**TASK TO COMPLETE:**
An exact reproduction of the lines from the one with "find distant building light" to the end of the data below is required. No other lines may be included.

[[ EXERCISE INPUT, beginning ]]

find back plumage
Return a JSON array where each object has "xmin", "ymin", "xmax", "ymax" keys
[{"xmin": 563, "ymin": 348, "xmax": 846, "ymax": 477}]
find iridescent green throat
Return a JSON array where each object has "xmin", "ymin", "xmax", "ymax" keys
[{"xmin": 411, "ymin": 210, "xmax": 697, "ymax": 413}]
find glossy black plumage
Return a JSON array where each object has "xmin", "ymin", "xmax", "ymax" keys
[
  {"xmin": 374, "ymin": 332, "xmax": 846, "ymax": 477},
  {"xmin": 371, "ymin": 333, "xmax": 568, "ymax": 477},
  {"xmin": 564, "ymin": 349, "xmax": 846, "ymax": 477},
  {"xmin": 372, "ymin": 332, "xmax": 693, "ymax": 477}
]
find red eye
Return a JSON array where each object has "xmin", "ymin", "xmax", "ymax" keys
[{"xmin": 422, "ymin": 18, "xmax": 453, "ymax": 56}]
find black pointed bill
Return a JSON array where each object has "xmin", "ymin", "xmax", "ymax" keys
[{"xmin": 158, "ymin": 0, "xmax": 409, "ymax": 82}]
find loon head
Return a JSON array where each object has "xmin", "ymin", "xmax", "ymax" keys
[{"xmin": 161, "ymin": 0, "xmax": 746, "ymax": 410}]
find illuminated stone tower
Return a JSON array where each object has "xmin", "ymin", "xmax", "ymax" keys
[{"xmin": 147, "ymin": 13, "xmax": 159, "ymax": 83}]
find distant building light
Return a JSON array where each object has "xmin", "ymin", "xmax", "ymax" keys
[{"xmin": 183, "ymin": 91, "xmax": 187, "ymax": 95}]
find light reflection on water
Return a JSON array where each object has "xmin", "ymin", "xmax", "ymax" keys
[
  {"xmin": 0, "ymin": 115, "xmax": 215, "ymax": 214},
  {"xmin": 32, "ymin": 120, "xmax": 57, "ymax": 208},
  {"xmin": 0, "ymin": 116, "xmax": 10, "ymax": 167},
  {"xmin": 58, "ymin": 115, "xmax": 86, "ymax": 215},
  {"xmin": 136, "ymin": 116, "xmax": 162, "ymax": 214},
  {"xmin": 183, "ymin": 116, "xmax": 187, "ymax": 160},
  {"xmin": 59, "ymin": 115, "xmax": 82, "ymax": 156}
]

[[ EXERCISE INPUT, end ]]

**THE ANSWER:**
find distant building light
Return a JSON array where each object has "xmin", "ymin", "xmax", "ymax" keys
[{"xmin": 183, "ymin": 91, "xmax": 187, "ymax": 95}]
find light reflection on water
Return a JSON array where each object has "xmin", "ymin", "xmax", "ymax" keys
[
  {"xmin": 0, "ymin": 115, "xmax": 215, "ymax": 214},
  {"xmin": 32, "ymin": 120, "xmax": 57, "ymax": 208},
  {"xmin": 0, "ymin": 116, "xmax": 10, "ymax": 167},
  {"xmin": 58, "ymin": 115, "xmax": 86, "ymax": 215},
  {"xmin": 136, "ymin": 116, "xmax": 162, "ymax": 214},
  {"xmin": 183, "ymin": 116, "xmax": 187, "ymax": 160},
  {"xmin": 59, "ymin": 115, "xmax": 82, "ymax": 156}
]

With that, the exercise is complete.